§ REQUIRED ACTION 1: Rewrite the stretch of the Recruit AI readme from "Mark-Life/recruit-ai" through "and adapters (implementations).", swapping "recruitment platform" for "hiring platform".
§ REQUIRED ACTION 2: In the Recruit AI readme, how much weight does semantic similarity get in the scoring formula?
§ REQUIRED ACTION 3: Carry the Recruit AI readme on from its last line.

§ PROVIDED PASSAGE:
**********

Skip to content

Mark-Life/recruit-ai

Repository files navigation

Recruit AI

AI-driven recruitment platform that matches job descriptions to the best-fitting talents and their covering recruiters.

Architecture

Hexagonal (Ports & Adapters) with Effect.ts. Core business logic has zero infrastructure dependencies -- external systems are accessed through ports (interfaces) and adapters (implementations).

                          ┌────────────────────────┐
                          │    apps/web (Next.js)  │
                          └────────────────────────┘
                                      │
                          ┌───────────v────────────┐
                          │    packages/api        │
                          │  (Effect RPC)          │
                          └───────────┬────────────┘
                                      │
              ┌───────────────────────────────────────────────┐
              │              packages/core                    │
              │                                               │
              │  ┌──────────┐  ┌──────────┐  ┌────────────┐   │
              │  │ Domain   │  │ Services │  │ Scoring    │   │
              │  │ Models   │  │          │  │ (pure fn)  │   │
              │  └──────────┘  └────┬─────┘  └────────────┘   │
              │                     │                         │
              │         ┌───────────┴───────────┐             │
              │         │       Ports           │             │
              │         │ (Context.Tag ifaces)  │             │
              │         └───────────┬───────────┘             │
              └────────────────│────│────│────────────────────┘
                               │    │    │
              ┌────────────────┘    │    └─────────────────┐
              │                     │                      │
    ┌─────────v────────┐    ┌───────v──────────┐  ┌────────v────────┐
    │  packages/db     │    │ packages/vector  │  │  packages/ai    │
    │  (Drizzle + PG)  │    │ (Qdrant)         │  │  (Gemini)       │
    └──────────────────┘    └──────────────────┘  └─────────────────┘

Key decisions

  • Effect.ts everywhere: DI via Context.Tag, errors as typed values, streaming with Stream
  • Ports = interfaces: LlmPort, EmbeddingPort, VectorSearchPort, repos. Swap adapters without touching core
  • Pure scoring: scoring.ts is a plain function, no Effect services, fully unit-testable

How Matching Works

Two-phase: vector retrieval + multi-factor scoring

                         Job Description
                               │
                    ┌──────────v───────────┐
                    │  Gemini Embedding    │
                    │  (3072-dim vector)   │
                    └──────────┬───────────┘
                               │
                    ┌──────────v───────────┐
                    │  Qdrant ANN Search   │
                    │  with PRE-FILTERING  │  <-- hard constraints applied BEFORE ANN
                    │  (top-50 candidates) │
                    └──────────┬───────────┘
                               │
                    ┌──────────v───────────┐
                    │  Batch fetch from PG │  <-- single inArray query, not N+1
                    └──────────┬───────────┘
                               │
                    ┌──────────v───────────┐
                    │   4-Factor Scoring   │
                    │   (pure function)    │
                    └──────────┬───────────┘
                               │
                         Top-10 Matches

Scoring formula

Factor Weight How
Semantic similarity 40% Cosine distance from Qdrant (embedding of resume vs JD)

**********

[Stored data]
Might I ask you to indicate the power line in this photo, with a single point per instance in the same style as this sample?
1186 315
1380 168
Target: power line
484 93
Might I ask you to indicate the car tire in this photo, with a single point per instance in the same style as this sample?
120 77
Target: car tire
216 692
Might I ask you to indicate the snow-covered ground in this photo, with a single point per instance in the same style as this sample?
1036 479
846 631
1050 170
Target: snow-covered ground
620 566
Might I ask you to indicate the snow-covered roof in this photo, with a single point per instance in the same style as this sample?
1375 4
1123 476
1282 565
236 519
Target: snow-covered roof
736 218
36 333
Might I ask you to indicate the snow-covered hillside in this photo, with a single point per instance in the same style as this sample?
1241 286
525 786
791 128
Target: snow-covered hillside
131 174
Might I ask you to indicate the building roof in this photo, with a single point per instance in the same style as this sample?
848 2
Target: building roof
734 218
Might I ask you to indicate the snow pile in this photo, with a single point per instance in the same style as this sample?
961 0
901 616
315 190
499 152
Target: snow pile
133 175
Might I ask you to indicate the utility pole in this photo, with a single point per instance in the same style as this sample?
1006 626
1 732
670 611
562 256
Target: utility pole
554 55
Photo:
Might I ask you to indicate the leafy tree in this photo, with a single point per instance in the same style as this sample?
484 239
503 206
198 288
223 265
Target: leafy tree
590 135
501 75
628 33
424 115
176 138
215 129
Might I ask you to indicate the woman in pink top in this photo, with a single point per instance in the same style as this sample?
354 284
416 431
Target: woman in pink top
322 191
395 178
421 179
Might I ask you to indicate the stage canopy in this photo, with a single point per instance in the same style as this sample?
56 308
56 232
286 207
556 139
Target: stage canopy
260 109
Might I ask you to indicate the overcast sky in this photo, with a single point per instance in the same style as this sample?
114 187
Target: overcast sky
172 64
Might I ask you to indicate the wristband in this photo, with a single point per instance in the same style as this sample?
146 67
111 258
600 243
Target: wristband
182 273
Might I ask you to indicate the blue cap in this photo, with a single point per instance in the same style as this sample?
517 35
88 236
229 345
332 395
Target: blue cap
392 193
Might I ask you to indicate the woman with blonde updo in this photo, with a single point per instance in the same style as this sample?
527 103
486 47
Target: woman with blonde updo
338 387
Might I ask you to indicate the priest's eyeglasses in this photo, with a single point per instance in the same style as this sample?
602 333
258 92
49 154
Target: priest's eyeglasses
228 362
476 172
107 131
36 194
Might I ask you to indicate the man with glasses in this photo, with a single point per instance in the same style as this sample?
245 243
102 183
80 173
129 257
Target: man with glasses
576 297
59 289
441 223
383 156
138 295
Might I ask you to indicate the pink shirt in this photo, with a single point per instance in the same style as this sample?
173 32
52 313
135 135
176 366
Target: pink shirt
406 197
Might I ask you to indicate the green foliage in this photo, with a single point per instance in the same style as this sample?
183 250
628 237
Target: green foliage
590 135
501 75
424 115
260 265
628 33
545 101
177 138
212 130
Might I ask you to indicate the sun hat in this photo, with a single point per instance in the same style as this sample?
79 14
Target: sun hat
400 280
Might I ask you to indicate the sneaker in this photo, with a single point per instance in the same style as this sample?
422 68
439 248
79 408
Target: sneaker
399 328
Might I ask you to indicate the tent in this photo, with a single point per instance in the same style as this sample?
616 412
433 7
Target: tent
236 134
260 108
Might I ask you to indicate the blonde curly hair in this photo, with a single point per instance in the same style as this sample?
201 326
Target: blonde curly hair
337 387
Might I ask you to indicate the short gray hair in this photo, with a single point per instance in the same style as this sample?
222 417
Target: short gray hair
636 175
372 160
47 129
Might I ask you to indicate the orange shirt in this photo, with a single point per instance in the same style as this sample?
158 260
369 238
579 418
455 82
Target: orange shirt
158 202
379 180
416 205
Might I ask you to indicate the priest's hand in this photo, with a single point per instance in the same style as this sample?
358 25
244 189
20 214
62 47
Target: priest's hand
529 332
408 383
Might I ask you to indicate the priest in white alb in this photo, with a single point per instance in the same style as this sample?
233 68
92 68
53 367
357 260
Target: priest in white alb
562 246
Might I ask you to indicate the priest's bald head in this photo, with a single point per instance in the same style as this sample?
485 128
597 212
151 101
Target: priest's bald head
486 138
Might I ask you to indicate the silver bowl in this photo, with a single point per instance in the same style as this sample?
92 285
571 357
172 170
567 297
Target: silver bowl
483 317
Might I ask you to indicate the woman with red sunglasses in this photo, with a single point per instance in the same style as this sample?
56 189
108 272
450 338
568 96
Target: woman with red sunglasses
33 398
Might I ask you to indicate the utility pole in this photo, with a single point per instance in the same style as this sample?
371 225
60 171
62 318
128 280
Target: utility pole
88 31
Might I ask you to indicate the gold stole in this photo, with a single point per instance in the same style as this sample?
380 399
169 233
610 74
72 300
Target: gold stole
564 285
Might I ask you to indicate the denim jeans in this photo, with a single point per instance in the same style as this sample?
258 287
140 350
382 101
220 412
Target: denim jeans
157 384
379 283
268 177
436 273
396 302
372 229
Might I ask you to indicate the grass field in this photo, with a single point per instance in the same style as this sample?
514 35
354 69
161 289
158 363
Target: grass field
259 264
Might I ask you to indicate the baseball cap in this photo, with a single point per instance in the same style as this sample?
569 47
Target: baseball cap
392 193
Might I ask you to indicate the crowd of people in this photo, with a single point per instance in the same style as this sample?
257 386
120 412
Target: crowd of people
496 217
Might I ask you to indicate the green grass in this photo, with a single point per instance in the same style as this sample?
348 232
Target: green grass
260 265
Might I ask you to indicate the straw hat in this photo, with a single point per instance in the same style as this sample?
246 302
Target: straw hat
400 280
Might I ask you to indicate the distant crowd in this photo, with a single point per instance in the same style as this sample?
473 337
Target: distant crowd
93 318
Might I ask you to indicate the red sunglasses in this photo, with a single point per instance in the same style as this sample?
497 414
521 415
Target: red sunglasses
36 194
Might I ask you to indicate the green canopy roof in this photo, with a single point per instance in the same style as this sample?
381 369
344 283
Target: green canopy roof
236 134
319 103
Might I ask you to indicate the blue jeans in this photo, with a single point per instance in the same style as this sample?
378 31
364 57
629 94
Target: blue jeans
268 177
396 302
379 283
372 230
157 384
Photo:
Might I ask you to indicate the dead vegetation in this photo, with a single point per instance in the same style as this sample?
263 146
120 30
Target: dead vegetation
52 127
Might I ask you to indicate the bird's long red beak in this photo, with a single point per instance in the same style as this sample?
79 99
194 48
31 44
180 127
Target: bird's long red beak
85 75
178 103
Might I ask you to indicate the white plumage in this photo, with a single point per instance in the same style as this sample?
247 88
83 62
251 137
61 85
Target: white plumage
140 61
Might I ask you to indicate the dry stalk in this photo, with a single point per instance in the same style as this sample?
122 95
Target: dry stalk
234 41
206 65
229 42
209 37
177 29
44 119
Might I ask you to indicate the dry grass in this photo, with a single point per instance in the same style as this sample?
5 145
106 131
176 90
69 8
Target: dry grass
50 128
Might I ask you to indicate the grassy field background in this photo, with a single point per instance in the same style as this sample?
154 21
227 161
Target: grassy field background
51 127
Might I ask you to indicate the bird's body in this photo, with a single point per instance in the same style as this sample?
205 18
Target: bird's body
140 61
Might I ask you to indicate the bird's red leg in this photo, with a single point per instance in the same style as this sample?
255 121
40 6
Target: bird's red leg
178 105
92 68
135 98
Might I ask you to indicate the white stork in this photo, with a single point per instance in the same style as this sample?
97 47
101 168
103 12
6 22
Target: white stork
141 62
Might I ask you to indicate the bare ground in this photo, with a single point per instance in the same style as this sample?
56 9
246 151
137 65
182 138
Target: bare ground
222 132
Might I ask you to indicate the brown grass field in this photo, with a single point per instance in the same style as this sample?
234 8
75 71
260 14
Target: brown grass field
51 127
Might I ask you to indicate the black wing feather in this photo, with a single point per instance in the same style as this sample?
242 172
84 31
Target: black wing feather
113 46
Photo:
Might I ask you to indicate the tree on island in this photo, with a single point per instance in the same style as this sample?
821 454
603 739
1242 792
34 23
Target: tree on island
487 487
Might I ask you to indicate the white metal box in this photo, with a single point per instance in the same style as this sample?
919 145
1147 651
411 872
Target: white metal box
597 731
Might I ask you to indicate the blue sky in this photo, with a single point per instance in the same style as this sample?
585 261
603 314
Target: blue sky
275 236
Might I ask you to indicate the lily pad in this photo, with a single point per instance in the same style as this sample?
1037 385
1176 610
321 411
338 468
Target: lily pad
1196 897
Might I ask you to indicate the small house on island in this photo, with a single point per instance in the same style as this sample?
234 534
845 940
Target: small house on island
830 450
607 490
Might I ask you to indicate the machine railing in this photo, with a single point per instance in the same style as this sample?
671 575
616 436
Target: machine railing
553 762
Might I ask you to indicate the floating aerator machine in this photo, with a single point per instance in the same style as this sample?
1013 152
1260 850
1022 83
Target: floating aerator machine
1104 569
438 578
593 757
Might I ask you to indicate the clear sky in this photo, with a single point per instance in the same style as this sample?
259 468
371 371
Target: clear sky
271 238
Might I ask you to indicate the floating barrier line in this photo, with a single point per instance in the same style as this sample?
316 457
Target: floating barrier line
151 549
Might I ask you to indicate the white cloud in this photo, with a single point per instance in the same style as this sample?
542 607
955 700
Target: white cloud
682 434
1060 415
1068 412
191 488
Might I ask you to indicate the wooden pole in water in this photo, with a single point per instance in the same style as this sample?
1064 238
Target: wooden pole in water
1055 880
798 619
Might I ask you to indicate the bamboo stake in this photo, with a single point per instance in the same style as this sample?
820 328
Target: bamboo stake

**********

§ RESPONSE 1:
Mark-Life/recruit-ai

Repository files navigation

Recruit AI

AI-driven hiring platform that matches job descriptions to the best-fitting talents and their covering recruiters.

Architecture

Hexagonal (Ports & Adapters) with Effect.ts. Core business logic has zero infrastructure dependencies -- external systems are accessed through ports (interfaces) and adapters (implementations).

§ RESPONSE 2: 40%

§ RESPONSE 3:
Keyword overlap 25% Case-insensitive exact match: count of shared keywords / JD keyword count
Experience fit 20% 1.0 if in range, linear decay outside
Constraint fit 15% Work mode match + location/relocation compatibility

Total = weighted sum of the 4 factors. Sorted descending.

Why Qdrant over pgvector

pgvector:  search top-50 -> then filter in app -> maybe 10 left
Qdrant:    filter first (payload indexes) -> THEN search top-50 -> all 50 eligible

Hard constraints (work mode, location, relocation) eliminate large fractions of the talent pool. With pgvector post-filtering, most of the top-K budget is wasted on ineligible candidates. Qdrant's native pre-filtering ensures every returned candidate already passes hard constraints.

Additionally, pgvector caps vectors at 2000 dimensions. Gemini embeddings are 3072-dim -- Qdrant has no such limit.

Hard constraint filtering (Qdrant payload filters)

must:
  - status = "ready"
  - workModes contains [jd.workMode]      # talent supports the required work mode
  - OR:
      location = jd.location              # same city/region
      willingToRelocate = true             # if JD sponsors relocation

Only candidates passing these filters enter the ANN vector search.

Bi-directional matching

Same mechanism in both directions:

Direction Vector source Search collection Use case
Job -> Talents Job embedding talents collection Recruiter posts JD, sees matching candidates
Talent -> Jobs Talent embedding jobs collection Talent uploaded, sees matching open roles

Data Flow

Job creation

Raw JD text
  -> LLM extracts structured fields (stream)
  -> LLM generates clarifying questions (stream)
  -> User answers questions
  -> LLM re-extracts with enriched text (stream)
  -> Gemini embeds summary -> Qdrant upsert
  -> PG stores structured data (status: "ready")

Talent creation

Resume (text or PDF)
  -> LLM extracts structured fields (stream)
  -> User reviews/confirms keywords
  -> Gemini embeds profile -> Qdrant upsert
  -> PG stores structured data (status: "matched")

Live match query (no pre-computation)

GET /api/jobs/:id/matches
  -> PG: fetch JD (for scoring context)
  -> Qdrant: ANN search "talents" with JD vector + hard filters
  -> PG: batch fetch talent records (single query)
  -> Pure scoring function -> sorted top-10

Data Architecture

POSTGRES (relational)                   QDRANT (vectors + payload filters)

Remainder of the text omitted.